- **TEXT BLOCK**
== Segment start ==
Aloe gel is excellent for the treatment of burns: the gel cut fresh from a leaf and applied to a burn instantly cools the skin, leading to less actual tissue damage. It is also useful for all kinds of skin complaints, from spots and blemishes to cuts, insect bites and stings. Herpes is of the same virus as the cold sore; aloe gel gives relief and helps healing in both these viruses. It is also an excellent treatment for sunburn, giving relief and helping to remove heat from the skin.
Aloe latex is taken internally as a purgative, acting on the lower bowel. It may be used in constipation although over dosage can result in diarrhoea, gastritis and nephritis. To avoid griping, it should be taken in conjunction with carminative and antispasmodic herbs (carminative include lavender, lemon balm and camomile, and antispasmodic herbs include (cramp bark, ginger, passion flower peppermint and hops). Aloe latex taken internally expels worms and other parasites of the digestive system.
In the past, Aloe latex was used as an emmenagogue, small doses increasing menstrual flow. Aloe-emodin is reported to have anti-cancer activity in vitro. Aloes turns the urine red. It is also used for colonic irrigation.
Contraindications. No known toxicity
Preparation and dosage:
For internal use it’s best to take the whole leaf dried and ground to a powder. Dosage is 100mg.
Tincture: 2 to 8 ml taken twice daily. It is important to take a carminative herb such as ginger or cinnamon at the same time to avoid griping; a few drops of ginger tincture will suffice.
Compress: a piece of cut leaf rubbed or placed upon the affected skin
Additional Comments and Folklore:When mixed with turpentine, tallow and white lead, it was traditionally smeared on the undersides of ships to protect the timbers from woodworm and barnacles. In the Indian system of Ayurvedic medicine, the leaf pulp of the exotic lily was used to shrink haemorrhoids, act as a powerful laxative and purge intestinal worms. The ancient Greeks used aloe vera on just about every part of the body and Pliny recommended that the crushed leaves be rubbed on "ulcerated male genitalia"
Legend has it that Aristotle persuaded Alexander the Great to conquer the Isle of Socroto, to secure enough Aloe vera to heal his soldiers’ wounds. Cleopatra relied on it for her unlined, youthful complexion, whilst the Chinese hailed Aloe as an elixir of youth. Aloe is also listed in St. John’s gospel as an anointing ingredient for the body of Christ.
== Segment end ==
- **TASK DIRECTIONS**
Please copy the passage of the aloe text from "Contraindications. No known" up to and including "tincture will suffice.".

- **INPUT DATA**
== Segment start ==
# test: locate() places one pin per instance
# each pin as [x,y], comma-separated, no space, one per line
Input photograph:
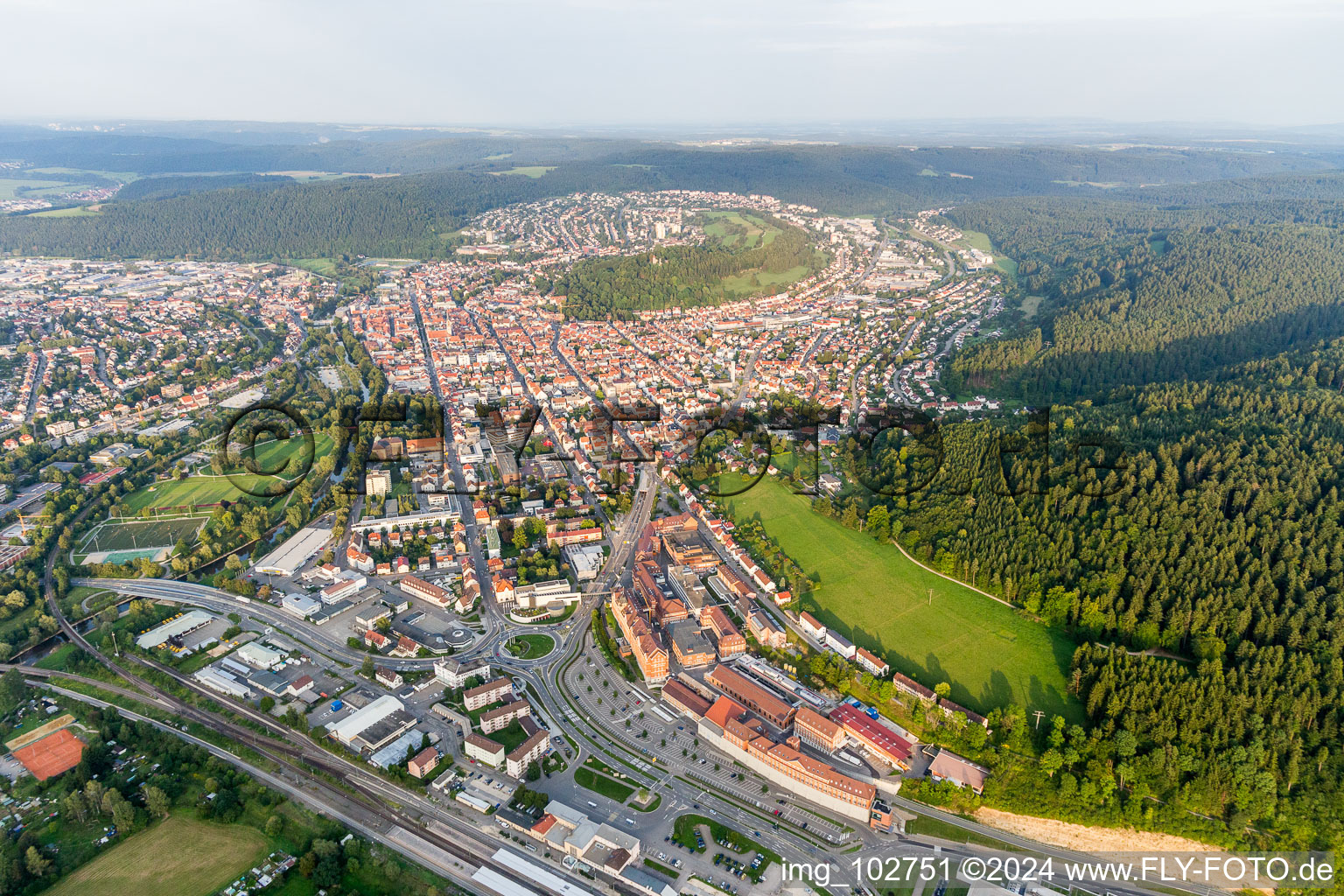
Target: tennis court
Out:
[52,755]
== Segment end ==
- **REPLY TO THE EXERCISE**
Contraindications. No known toxicity
Preparation and dosage:
For internal use it’s best to take the whole leaf dried and ground to a powder. Dosage is 100mg.
Tincture: 2 to 8 ml taken twice daily. It is important to take a carminative herb such as ginger or cinnamon at the same time to avoid griping; a few drops of ginger tincture will suffice.